▼
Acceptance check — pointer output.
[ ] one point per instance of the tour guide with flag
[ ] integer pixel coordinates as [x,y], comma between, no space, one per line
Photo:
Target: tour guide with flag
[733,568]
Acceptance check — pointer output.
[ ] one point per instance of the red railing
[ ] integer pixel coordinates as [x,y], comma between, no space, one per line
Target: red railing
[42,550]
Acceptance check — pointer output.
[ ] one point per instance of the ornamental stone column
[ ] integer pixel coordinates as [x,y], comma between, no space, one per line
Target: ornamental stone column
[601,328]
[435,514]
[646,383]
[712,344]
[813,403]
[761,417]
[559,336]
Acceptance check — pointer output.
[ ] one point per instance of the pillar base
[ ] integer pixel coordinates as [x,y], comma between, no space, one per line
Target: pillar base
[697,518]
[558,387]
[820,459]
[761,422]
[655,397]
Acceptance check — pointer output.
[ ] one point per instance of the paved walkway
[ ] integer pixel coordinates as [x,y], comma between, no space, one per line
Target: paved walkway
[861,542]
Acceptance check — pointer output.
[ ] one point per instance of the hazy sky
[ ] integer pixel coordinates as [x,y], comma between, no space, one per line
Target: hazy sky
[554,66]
▲
▼
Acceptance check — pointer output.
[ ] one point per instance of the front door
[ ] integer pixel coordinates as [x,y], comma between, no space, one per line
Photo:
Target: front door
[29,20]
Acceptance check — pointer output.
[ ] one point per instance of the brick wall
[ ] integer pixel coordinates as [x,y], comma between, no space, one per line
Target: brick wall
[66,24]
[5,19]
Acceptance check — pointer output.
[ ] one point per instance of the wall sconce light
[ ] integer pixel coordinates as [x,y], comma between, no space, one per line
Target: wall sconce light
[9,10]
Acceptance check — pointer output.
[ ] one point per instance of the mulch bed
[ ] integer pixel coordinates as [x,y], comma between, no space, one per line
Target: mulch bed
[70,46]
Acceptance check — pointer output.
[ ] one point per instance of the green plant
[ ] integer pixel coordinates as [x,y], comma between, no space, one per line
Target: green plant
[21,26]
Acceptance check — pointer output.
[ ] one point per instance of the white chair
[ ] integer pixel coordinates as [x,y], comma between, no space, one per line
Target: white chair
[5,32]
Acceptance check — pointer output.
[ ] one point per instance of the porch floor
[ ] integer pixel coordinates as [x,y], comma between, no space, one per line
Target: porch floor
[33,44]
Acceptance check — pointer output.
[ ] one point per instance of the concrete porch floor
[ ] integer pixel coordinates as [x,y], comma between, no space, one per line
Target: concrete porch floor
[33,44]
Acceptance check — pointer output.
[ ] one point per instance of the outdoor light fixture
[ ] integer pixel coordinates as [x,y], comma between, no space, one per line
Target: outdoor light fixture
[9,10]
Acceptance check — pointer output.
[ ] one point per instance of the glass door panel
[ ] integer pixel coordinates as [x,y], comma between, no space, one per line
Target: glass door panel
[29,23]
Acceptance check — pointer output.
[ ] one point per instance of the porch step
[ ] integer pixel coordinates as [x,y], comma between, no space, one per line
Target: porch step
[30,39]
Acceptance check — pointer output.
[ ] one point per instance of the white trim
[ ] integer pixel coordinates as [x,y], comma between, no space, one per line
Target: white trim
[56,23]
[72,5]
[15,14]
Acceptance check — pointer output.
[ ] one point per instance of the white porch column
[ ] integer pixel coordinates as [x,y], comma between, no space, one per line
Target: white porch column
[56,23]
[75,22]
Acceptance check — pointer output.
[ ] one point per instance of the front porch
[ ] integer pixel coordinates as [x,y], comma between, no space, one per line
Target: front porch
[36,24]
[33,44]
▲
▶ Exercise:
Please output the lines of the listing above that fall in the stretch from the one with "[ ] one point per instance of the concrete" through the one with "[ ] one point per instance of the outdoor", exactly and only those.

▶ Reply:
[ ] one point per instance of the concrete porch floor
[ ] integer pixel coordinates as [x,y], comma between, no space, one per line
Target: concrete porch floor
[33,44]
Acceptance check — pointer output.
[ ] one point per instance of the outdoor light fixture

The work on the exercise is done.